• Stored items from a collection:
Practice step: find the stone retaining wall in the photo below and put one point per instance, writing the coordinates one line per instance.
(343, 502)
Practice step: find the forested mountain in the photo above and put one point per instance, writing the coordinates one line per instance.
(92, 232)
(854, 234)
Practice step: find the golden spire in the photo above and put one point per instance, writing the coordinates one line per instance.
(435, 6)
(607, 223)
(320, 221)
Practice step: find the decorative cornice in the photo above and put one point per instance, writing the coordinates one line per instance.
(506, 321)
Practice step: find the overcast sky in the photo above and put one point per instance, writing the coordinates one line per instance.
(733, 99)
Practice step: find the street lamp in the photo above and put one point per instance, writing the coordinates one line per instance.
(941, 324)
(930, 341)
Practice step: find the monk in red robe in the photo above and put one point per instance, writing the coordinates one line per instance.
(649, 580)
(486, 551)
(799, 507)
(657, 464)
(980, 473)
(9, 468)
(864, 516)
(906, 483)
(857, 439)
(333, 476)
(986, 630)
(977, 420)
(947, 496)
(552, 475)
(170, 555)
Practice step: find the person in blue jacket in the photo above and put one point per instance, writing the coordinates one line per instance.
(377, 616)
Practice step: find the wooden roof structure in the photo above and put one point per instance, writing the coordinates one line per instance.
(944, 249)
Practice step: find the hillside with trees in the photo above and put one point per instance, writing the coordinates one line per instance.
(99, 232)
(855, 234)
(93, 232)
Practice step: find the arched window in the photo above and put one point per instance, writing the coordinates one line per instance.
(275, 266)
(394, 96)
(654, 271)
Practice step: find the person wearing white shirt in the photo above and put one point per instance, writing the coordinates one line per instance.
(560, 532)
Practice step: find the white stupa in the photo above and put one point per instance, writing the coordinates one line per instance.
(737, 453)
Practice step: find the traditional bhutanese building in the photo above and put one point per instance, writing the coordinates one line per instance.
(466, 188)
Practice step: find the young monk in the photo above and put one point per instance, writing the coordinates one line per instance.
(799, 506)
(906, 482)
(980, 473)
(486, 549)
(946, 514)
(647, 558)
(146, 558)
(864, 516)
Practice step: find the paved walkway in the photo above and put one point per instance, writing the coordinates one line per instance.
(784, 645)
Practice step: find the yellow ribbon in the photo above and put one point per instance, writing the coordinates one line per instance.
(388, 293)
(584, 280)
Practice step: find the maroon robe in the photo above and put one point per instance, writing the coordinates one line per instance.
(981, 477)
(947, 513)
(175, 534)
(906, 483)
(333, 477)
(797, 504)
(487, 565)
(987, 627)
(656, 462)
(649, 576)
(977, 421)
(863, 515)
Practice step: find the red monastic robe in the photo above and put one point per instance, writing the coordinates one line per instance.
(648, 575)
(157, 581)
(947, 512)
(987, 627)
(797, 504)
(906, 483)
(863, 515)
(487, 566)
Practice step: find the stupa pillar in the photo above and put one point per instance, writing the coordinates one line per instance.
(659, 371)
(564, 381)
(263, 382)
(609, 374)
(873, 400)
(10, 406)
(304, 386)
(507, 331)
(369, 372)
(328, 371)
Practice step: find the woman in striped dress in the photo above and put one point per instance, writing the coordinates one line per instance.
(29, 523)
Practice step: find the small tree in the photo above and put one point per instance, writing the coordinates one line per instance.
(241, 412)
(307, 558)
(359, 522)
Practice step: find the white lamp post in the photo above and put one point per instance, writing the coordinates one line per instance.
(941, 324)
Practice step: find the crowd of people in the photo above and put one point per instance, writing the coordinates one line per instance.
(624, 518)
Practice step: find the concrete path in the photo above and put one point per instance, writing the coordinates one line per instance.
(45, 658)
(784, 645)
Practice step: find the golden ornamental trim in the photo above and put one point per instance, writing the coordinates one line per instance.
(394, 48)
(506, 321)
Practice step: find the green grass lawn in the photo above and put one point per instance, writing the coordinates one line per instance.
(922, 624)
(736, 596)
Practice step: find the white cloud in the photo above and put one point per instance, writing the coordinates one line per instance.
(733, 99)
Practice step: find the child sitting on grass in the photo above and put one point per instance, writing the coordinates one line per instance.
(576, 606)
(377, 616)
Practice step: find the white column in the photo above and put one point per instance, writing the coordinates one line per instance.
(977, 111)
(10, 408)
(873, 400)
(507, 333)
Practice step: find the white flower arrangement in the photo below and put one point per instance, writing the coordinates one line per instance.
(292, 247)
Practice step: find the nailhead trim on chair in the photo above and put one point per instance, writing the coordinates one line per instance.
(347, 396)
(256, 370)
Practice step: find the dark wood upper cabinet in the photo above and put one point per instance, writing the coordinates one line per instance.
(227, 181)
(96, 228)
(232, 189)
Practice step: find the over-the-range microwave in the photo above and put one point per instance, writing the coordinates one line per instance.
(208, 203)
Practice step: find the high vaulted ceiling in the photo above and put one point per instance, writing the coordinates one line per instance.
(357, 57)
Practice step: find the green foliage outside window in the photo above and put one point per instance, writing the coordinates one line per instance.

• TASK DETAILS: Repeat the records above exactly, leaving none out.

• SOLUTION TO THE EXERCISE:
Practice step: find the stone retaining wall in the photo below and put one point per instance, writing the coordinates one line per instance.
(343, 502)
Practice step: find the forested mountain in the photo above and put one point per instance, writing the coordinates one line per instance.
(92, 232)
(854, 234)
Practice step: find the golden spire in the photo above and put one point per instance, writing the coordinates one line per instance.
(435, 6)
(607, 223)
(320, 221)
Practice step: find the decorative cornice in the photo above and put one point per instance, writing the coordinates one line per instance.
(506, 321)
Practice step: find the overcast sky in the photo above and put one point per instance, writing the coordinates one line per instance.
(733, 99)
Practice step: find the street lamp in the photo above and put one point per instance, writing the coordinates one line per instance.
(941, 324)
(930, 341)
Practice step: find the monk in red robe in the photo above and put one point per instance, writing the coordinates one line per instance.
(649, 580)
(486, 551)
(799, 507)
(657, 464)
(980, 473)
(9, 468)
(864, 516)
(906, 483)
(857, 439)
(333, 476)
(986, 630)
(977, 420)
(947, 496)
(552, 475)
(170, 555)
Practice step: find the person in blue jacket in the photo above and put one point per instance, writing the coordinates one line per instance.
(377, 616)
Practice step: find the wooden roof structure in the photo above and put one point per instance, writing the coordinates one line per instance.
(944, 249)
Practice step: find the hillside with trees in the photo above and put one point per instance, writing the coordinates one line per instance.
(99, 232)
(855, 234)
(93, 232)
Practice step: find the arched window in the photo above and put one point per instance, writing the coordinates one line per instance.
(275, 266)
(394, 96)
(654, 271)
Practice step: find the person wearing white shirt in the photo above and put one point per instance, writing the coordinates one line per instance.
(560, 532)
Practice step: find the white stupa in the photo above and put one point per instance, writing the coordinates one line per instance.
(737, 453)
Practice step: find the traditional bhutanese building in the photo above and put one point per instance, writing the coordinates one line per instance.
(466, 188)
Practice step: find the young monk in the photo above and put one point per instance, writing the coordinates one line per instance.
(799, 506)
(906, 482)
(980, 473)
(486, 549)
(946, 514)
(647, 558)
(146, 558)
(864, 516)
Practice step: find the paved walkway in the photo above and put one point per instance, writing the coordinates one line per instance.
(784, 645)
Practice step: find the yellow ribbon in the photo above and put one point per instance, writing the coordinates one line per instance.
(388, 293)
(584, 280)
Practice step: find the maroon robe in the photo above and put one point per instance, writing the coordinates one line per instance.
(981, 477)
(947, 513)
(175, 534)
(906, 483)
(333, 477)
(797, 504)
(487, 565)
(987, 627)
(656, 462)
(649, 576)
(977, 421)
(863, 515)
Practice step: find the red monastic robe in the photo above and put one point per instance, writing the coordinates one line per instance.
(648, 575)
(157, 581)
(947, 512)
(987, 627)
(797, 504)
(906, 483)
(863, 515)
(487, 566)
Practice step: find the stupa pillar in the photo above and put one point per instance, writing the coordinates one line per instance.
(659, 371)
(564, 381)
(263, 382)
(609, 374)
(873, 400)
(10, 406)
(304, 386)
(507, 331)
(369, 372)
(328, 371)
Practice step: find the woman in striped dress in the photo above and put one point per instance, writing the coordinates one line per instance.
(29, 523)
Practice step: find the small tree in the photo above and put one point per instance, writing the coordinates one line per instance.
(241, 412)
(307, 558)
(359, 522)
Practice step: find the white lamp post in the photo above and put one point per instance, writing the coordinates one line per instance.
(941, 324)
Practice step: find the crowd of people in the photo above and put one point per instance, writing the coordinates one line per instance.
(624, 518)
Practice step: find the concrete path in the photo above and put one point per instance, writing the coordinates one line per instance.
(45, 658)
(784, 645)
Practice step: find the golden ornamental trim in the photo above and put one point per instance, writing the coordinates one line per instance.
(394, 48)
(506, 321)
Practice step: find the green grass lawn in the photo above and put one point per instance, writing the coordinates one line per instance.
(922, 624)
(736, 596)
Practice step: find the white cloud in the photo above and put one point per instance, writing the coordinates one line per instance.
(733, 99)
Practice step: find the child sitting on grass in the photo above and put one point per instance, writing the coordinates one line per instance.
(576, 606)
(377, 616)
Practice step: find the white column in the photo above and put one point per instance, writing the coordinates one line per instance.
(977, 111)
(10, 408)
(873, 400)
(507, 333)
Practice step: find the white flower arrangement in the photo below and put one point per instance, writing the coordinates one line per instance.
(292, 247)
Practice step: find the nailhead trim on chair in the photo above and put one point per instance, writing the coordinates one line per instance.
(347, 396)
(256, 370)
Practice step: find the dark wood upper cabinet in the photo above and put one point per instance, writing the coordinates one line per instance.
(227, 181)
(96, 228)
(232, 189)
Practice step: find the over-the-range microwave in the photo above and put one point per instance, writing the coordinates one line per instance.
(208, 203)
Practice step: find the high vaulted ceiling in the photo above and put one point per instance, writing the coordinates one line per instance.
(357, 57)
Practice step: find the green foliage outside window in the photo above and put one point per instance, writing the coordinates one line per instance.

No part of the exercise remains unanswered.